• Entries taken from a collection
*-*-*
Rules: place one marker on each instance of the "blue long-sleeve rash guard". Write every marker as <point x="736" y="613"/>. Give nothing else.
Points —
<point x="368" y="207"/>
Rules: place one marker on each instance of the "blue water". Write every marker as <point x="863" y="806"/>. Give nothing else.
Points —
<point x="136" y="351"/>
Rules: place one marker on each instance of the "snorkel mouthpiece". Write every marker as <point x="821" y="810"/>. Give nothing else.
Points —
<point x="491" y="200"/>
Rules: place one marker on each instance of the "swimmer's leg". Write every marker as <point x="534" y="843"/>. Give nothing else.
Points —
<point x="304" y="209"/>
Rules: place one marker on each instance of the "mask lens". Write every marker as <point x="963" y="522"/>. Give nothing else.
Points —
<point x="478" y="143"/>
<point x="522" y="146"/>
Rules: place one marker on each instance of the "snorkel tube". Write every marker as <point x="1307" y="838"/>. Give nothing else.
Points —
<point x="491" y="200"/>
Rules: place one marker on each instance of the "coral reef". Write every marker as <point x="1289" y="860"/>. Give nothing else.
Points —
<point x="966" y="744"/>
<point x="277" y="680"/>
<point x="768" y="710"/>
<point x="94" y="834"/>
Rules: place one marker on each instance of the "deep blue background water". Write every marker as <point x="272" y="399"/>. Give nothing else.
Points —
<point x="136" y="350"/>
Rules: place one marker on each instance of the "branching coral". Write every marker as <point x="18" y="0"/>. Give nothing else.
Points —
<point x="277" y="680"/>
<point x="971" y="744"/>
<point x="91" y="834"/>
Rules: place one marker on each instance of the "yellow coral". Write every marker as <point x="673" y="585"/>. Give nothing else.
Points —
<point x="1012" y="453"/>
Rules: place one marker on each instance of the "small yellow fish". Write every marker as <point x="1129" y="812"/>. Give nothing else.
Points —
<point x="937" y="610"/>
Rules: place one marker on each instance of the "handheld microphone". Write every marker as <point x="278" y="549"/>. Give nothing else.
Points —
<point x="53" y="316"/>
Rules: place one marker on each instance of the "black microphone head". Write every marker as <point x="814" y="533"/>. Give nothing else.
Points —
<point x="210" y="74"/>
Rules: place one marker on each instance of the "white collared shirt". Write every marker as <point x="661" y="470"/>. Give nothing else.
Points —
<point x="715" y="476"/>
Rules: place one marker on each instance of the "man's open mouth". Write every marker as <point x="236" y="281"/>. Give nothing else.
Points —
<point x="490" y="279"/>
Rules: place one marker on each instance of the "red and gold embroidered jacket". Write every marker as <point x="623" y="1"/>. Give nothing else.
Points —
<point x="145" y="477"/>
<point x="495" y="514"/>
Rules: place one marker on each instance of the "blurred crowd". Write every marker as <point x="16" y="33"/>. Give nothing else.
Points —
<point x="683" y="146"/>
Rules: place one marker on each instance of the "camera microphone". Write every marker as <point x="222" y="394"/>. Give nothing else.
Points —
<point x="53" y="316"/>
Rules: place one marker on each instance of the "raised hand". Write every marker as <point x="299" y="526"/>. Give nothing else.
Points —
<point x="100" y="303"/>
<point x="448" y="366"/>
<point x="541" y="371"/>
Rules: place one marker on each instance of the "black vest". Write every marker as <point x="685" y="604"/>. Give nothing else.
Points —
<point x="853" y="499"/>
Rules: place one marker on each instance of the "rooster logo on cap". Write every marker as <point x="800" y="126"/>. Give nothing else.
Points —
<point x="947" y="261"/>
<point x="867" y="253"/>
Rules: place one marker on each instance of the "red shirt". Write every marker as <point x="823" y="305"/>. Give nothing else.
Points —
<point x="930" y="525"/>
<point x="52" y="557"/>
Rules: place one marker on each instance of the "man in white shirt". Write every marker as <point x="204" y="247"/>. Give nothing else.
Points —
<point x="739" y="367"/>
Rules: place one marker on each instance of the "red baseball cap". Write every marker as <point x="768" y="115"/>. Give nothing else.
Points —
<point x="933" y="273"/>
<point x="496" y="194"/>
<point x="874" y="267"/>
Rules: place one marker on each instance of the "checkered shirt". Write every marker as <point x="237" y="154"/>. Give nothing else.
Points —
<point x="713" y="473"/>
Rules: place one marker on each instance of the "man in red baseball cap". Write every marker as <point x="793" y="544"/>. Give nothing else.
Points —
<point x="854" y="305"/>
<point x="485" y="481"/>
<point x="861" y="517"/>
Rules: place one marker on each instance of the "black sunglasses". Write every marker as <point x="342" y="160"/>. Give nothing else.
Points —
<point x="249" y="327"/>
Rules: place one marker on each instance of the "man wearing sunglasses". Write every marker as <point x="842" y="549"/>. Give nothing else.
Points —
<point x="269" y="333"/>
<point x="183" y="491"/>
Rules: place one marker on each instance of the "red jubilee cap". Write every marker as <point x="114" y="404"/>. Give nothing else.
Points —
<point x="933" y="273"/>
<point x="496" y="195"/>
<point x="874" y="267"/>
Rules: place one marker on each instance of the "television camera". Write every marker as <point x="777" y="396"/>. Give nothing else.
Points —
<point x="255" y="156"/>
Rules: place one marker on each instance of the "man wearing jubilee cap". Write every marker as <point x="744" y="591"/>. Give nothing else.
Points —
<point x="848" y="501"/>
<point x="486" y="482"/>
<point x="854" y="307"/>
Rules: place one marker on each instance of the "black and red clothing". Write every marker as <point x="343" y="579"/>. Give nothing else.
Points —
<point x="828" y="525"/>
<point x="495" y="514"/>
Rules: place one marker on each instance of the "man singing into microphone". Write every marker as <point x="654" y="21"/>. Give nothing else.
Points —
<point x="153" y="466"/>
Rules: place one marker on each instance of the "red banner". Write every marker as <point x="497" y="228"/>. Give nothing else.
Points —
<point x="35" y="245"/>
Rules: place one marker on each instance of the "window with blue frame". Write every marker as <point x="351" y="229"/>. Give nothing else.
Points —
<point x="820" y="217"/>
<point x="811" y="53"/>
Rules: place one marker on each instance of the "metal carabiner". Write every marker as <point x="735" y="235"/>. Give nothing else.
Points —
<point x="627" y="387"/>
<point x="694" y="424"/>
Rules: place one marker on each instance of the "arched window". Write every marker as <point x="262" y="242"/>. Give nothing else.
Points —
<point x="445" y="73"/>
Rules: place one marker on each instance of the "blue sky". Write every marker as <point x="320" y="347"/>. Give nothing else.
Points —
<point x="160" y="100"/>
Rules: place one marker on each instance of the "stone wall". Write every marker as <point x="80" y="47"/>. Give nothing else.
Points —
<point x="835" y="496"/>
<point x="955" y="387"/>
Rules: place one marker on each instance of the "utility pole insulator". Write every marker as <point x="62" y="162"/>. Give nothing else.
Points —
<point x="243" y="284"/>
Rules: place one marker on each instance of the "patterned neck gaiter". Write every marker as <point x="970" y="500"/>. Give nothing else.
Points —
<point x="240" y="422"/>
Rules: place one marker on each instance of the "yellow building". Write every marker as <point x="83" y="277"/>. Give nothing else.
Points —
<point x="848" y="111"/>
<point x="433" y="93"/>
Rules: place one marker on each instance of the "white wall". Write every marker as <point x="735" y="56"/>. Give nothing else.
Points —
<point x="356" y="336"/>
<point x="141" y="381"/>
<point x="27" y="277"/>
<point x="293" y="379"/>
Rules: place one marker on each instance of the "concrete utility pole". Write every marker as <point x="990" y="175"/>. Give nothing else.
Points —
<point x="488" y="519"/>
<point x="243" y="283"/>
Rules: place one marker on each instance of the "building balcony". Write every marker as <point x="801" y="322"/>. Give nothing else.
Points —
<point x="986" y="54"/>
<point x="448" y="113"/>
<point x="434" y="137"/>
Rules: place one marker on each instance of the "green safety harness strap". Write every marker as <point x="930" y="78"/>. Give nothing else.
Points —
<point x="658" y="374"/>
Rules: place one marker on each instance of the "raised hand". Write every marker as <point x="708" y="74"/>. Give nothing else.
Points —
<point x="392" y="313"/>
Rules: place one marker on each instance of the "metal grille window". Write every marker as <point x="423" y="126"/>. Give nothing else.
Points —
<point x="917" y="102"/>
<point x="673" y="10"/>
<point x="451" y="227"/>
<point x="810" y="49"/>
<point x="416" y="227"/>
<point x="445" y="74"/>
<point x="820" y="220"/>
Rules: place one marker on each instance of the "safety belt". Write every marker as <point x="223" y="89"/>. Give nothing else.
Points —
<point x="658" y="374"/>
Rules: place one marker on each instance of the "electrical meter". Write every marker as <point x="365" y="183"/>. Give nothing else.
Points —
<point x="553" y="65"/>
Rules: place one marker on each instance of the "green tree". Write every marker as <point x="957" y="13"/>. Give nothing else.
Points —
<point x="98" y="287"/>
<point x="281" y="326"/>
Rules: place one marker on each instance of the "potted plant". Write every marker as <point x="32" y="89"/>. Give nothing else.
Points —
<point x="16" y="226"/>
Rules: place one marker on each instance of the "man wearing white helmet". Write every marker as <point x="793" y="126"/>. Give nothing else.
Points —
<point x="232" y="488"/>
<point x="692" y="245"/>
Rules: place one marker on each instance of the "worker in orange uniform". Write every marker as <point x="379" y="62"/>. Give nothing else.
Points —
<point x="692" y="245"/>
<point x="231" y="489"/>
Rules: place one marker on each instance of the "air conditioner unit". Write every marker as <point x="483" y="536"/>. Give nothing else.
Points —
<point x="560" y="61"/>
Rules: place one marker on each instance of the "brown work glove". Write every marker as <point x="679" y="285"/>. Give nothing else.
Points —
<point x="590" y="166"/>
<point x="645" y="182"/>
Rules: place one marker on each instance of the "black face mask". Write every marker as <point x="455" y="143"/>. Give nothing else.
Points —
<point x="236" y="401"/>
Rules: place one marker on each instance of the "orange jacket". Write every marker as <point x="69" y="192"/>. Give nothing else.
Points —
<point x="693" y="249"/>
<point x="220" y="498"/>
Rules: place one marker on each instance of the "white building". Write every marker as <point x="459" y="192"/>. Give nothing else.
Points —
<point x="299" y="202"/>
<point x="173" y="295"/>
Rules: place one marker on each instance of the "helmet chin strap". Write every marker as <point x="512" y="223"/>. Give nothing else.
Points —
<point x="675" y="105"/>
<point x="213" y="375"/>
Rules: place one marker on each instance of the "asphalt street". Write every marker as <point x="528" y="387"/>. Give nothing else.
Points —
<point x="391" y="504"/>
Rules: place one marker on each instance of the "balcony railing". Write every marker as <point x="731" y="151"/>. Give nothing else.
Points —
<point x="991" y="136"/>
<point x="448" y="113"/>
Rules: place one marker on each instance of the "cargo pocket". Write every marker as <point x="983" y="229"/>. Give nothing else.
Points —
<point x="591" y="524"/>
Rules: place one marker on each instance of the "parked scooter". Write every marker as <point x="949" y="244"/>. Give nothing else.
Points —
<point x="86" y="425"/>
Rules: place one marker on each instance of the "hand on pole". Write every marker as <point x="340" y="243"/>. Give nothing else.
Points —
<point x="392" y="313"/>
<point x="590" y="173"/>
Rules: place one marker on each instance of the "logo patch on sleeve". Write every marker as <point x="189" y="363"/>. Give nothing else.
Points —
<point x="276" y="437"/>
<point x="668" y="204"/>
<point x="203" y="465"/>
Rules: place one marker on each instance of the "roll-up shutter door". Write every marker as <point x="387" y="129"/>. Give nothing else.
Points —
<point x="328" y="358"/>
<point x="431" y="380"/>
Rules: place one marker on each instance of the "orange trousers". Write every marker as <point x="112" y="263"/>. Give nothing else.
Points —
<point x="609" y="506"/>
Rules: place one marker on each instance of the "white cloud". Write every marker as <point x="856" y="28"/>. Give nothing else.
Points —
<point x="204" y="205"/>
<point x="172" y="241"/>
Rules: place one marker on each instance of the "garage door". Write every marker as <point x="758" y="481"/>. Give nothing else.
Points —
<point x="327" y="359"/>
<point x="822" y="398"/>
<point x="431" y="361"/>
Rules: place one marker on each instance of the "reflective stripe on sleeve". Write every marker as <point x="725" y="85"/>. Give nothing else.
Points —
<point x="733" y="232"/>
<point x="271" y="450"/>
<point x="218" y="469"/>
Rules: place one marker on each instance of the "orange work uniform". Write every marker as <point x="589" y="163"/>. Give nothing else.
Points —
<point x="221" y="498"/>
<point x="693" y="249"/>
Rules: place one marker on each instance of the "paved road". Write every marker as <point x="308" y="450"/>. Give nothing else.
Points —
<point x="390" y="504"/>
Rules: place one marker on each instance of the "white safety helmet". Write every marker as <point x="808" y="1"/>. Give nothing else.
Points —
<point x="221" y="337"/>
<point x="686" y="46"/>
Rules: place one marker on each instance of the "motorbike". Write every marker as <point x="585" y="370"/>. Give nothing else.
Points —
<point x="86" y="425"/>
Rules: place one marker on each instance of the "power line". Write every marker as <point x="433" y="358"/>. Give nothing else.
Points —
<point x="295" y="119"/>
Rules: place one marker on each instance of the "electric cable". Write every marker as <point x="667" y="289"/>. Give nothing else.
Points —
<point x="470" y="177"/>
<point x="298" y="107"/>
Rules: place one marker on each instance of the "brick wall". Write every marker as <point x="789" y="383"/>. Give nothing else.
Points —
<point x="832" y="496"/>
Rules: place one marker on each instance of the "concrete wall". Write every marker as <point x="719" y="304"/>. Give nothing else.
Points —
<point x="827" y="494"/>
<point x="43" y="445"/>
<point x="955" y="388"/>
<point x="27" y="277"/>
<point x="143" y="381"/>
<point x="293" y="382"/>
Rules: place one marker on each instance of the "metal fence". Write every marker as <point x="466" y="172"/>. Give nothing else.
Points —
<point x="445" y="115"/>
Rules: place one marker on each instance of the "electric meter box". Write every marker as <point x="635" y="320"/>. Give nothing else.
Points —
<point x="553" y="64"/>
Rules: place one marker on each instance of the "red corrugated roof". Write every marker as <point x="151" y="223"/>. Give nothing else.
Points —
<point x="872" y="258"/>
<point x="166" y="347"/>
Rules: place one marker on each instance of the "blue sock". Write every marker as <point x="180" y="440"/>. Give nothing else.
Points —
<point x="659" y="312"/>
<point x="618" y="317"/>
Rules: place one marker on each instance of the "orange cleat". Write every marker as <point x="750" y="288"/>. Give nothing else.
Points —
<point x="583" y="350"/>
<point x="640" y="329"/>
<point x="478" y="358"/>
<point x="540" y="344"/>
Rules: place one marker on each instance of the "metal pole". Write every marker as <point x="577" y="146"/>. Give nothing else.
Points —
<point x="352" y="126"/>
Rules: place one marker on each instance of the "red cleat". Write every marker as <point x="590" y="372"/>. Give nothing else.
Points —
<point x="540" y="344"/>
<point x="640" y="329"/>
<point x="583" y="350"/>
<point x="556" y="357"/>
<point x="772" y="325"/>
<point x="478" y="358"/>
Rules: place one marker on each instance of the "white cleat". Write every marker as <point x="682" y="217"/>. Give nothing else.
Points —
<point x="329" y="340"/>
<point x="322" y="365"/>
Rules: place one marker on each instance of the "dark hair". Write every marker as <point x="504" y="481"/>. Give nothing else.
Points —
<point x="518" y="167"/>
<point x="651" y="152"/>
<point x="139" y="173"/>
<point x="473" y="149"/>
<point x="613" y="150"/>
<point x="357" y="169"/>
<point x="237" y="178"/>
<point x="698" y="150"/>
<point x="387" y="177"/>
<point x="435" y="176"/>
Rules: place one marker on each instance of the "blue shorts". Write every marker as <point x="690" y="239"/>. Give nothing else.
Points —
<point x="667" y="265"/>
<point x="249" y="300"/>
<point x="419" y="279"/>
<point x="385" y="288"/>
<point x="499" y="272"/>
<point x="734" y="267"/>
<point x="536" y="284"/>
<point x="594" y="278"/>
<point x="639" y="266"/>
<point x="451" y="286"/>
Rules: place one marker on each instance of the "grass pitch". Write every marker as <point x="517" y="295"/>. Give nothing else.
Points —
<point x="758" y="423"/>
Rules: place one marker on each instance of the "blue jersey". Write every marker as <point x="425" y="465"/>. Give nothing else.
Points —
*-*-*
• Exercise
Check each line of the records above for the string "utility", and report every line that has it.

• Answer below
Rules: place one marker on each instance of the "utility pole insulator". Write every marker as <point x="62" y="162"/>. Give nothing else.
Rules: place one marker on each instance of the "concrete utility pole". Write every marker as <point x="990" y="175"/>. Give nothing else.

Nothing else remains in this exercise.